— Stated problem —
Copy out the entries from the line containing "In this exercise you will locate the heron's leg" through the line containing "point(197, 195)", changing "every instance" to "each instance" and leaving everything else untouched.

=== Material for the task ===

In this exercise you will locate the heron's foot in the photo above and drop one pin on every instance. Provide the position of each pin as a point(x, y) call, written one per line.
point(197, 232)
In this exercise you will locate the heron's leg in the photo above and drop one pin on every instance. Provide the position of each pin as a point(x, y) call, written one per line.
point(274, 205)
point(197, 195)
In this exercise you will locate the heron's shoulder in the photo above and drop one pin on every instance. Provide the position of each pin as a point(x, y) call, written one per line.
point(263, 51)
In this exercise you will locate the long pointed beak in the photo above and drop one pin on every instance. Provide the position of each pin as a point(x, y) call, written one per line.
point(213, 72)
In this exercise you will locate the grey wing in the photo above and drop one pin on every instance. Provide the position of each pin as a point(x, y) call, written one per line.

===
=== Material for the task ===

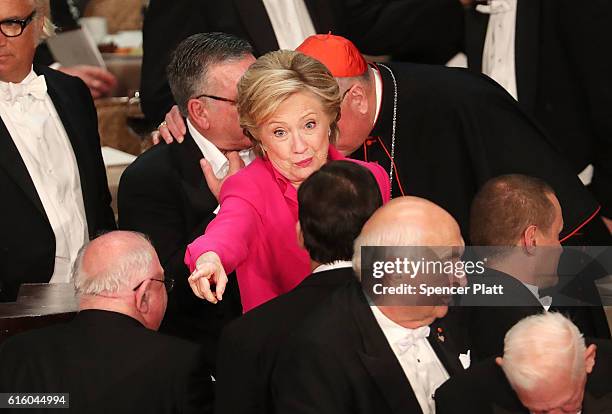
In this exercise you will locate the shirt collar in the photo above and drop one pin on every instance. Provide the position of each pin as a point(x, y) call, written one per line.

===
=== Material for the task ===

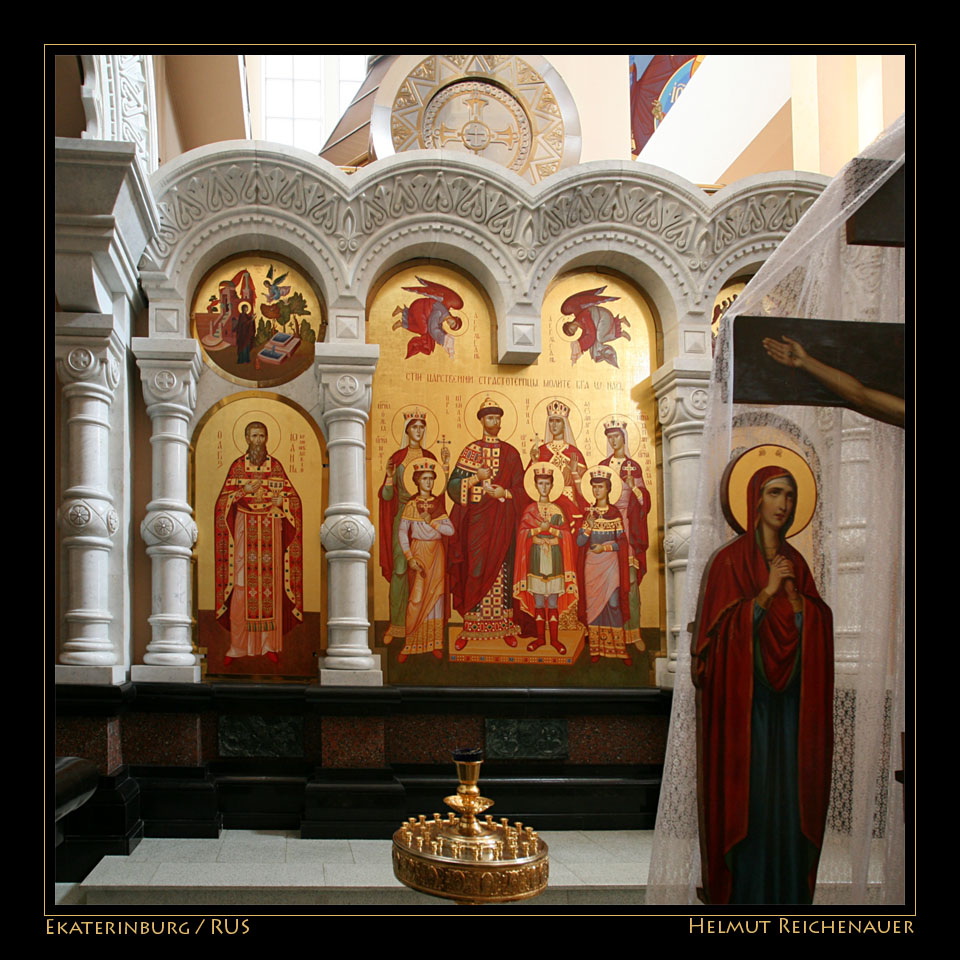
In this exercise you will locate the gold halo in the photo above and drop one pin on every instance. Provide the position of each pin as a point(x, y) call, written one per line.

===

— Answer to the exercise —
In this exercise you will locate the heron's leg in the photo above and drop one pin on each instance. Provide the position of each pin as a point(x, y) call, written one per line.
point(274, 205)
point(197, 195)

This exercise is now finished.